## READING PASSAGE
╭──
Updated by [John Fogarty](https://github.com/jfogarty) for Python 3.6 and [Base2 MLI](https://github.com/base2solutions/mli) and [colab](https://colab.research.google.com) standalone evaluation.

**NOTE** This is currently a **Colab only** notebook. It will need significant changes to work locally.

## Colab has pytorch support built-in for Python 3 kernels.

You don't need to install any extra stuff.  Very nice.

## Pytorch – Tensors

Numpy based operations are not optimized to utilize GPUs to accelerate its numerical computations. For modern deep neural networks, GPUs often provide speedups of 50x or greater. So, unfortunately, numpy won’t be enough for modern deep learning.
╰──
[Extracted data entries]
╭──
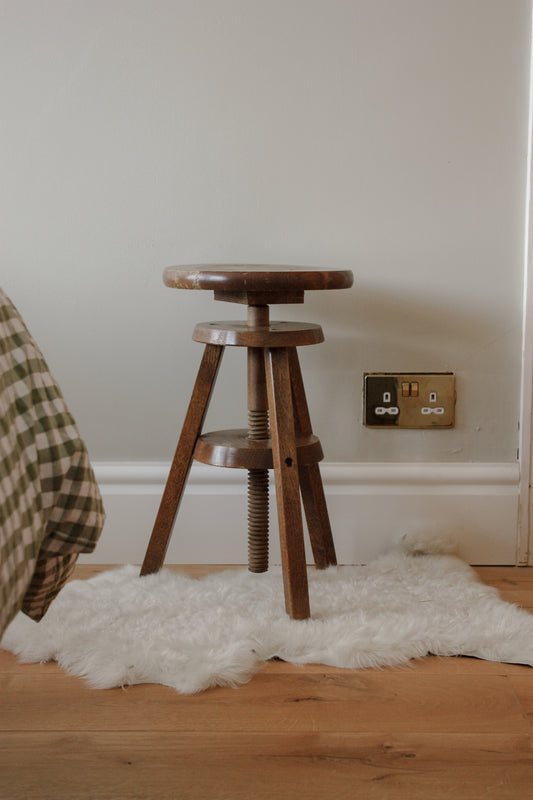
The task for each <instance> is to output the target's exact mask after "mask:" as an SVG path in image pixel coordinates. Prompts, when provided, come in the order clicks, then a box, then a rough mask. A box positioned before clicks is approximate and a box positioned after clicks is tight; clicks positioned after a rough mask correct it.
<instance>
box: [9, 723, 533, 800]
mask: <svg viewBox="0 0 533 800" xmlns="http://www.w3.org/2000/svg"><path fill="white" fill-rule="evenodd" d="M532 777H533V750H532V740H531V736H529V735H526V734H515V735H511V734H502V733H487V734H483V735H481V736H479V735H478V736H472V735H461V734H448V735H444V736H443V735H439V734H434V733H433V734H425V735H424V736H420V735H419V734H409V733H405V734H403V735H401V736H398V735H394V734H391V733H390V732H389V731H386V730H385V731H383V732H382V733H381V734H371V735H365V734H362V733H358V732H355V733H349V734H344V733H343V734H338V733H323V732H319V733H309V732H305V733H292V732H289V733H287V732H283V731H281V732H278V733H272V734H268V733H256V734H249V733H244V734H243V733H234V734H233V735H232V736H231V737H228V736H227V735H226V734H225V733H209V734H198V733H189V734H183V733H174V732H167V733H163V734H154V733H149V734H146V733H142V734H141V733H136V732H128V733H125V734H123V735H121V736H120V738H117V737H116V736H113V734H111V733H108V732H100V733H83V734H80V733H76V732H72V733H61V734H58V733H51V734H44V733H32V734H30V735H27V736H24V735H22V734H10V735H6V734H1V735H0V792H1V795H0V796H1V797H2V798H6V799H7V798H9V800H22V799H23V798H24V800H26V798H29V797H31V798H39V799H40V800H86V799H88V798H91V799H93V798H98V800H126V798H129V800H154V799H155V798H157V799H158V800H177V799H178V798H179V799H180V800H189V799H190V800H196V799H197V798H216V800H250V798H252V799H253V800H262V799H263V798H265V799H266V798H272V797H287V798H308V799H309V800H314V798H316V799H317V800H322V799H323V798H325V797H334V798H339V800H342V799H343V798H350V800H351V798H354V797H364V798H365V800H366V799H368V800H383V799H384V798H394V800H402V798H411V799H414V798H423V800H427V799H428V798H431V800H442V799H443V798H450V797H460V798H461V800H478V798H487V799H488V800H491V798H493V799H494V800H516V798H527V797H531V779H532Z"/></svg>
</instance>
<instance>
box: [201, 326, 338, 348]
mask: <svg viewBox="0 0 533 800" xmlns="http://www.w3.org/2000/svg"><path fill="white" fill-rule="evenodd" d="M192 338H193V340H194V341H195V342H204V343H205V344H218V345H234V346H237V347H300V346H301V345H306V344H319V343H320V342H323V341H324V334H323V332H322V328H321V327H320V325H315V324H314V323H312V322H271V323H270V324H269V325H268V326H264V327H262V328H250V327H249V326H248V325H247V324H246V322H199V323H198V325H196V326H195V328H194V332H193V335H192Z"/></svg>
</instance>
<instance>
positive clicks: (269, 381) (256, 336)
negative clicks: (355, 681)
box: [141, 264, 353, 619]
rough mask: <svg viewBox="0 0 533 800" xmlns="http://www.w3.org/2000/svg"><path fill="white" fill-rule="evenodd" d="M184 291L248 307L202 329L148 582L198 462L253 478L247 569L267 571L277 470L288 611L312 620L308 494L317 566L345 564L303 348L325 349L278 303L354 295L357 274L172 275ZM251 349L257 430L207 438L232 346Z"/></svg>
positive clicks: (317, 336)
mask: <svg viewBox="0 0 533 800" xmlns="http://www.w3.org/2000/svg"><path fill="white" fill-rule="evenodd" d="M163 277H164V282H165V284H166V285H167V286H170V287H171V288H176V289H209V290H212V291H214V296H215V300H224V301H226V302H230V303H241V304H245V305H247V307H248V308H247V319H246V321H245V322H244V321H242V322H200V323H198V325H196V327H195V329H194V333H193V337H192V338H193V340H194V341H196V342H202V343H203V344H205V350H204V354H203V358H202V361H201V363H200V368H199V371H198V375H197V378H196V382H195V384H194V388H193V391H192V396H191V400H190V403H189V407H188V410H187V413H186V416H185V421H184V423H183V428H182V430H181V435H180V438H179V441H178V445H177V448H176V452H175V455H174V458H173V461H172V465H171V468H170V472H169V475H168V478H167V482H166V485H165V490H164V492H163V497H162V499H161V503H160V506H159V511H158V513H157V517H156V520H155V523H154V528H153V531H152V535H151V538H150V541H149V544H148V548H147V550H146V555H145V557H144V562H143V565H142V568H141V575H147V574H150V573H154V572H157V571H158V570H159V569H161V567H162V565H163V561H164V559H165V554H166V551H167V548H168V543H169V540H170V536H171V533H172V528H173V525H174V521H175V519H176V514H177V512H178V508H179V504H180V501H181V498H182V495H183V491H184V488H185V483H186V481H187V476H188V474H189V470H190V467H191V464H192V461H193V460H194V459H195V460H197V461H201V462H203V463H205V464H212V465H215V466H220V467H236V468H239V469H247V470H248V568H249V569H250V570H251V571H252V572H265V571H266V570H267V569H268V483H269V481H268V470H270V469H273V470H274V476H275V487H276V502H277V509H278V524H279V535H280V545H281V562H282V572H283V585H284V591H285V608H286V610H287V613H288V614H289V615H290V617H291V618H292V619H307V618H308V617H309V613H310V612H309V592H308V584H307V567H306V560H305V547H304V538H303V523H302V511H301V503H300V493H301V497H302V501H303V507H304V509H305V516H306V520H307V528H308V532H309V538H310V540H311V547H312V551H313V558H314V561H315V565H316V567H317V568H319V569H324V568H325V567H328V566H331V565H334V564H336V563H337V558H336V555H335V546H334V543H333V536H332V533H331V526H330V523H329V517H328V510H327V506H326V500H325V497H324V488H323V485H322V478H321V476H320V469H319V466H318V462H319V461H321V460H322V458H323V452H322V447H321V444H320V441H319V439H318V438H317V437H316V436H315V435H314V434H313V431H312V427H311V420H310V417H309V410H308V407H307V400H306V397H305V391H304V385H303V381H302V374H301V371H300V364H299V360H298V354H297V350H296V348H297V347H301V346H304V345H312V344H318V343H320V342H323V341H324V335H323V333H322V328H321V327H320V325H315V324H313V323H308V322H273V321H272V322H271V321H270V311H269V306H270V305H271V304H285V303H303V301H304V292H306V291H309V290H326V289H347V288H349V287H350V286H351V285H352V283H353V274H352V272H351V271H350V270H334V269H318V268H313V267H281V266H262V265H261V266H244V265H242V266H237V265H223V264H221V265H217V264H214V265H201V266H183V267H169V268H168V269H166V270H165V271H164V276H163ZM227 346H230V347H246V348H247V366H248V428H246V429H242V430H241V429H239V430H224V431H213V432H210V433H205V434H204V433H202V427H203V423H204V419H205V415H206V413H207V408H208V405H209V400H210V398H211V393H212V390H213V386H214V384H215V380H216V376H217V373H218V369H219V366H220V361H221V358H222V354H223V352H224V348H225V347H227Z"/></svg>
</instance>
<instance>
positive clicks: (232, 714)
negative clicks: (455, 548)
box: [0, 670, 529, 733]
╰──
## USING THE INFORMATION
A) Answer these questions from the notebook text:
(i) Which version of Python was the notebook updated for?
(ii) What does the notebook need in order to work locally?
(iii) How large a speedup do GPUs often give for modern deep neural networks?
B) List every name that appears as a link in the first line of the notebook text.

## YOUR RESPONSES
A)
(i) Python 3.6
(ii) Significant changes
(iii) 50x or greater

B)
John Fogarty
Base2 MLI
colab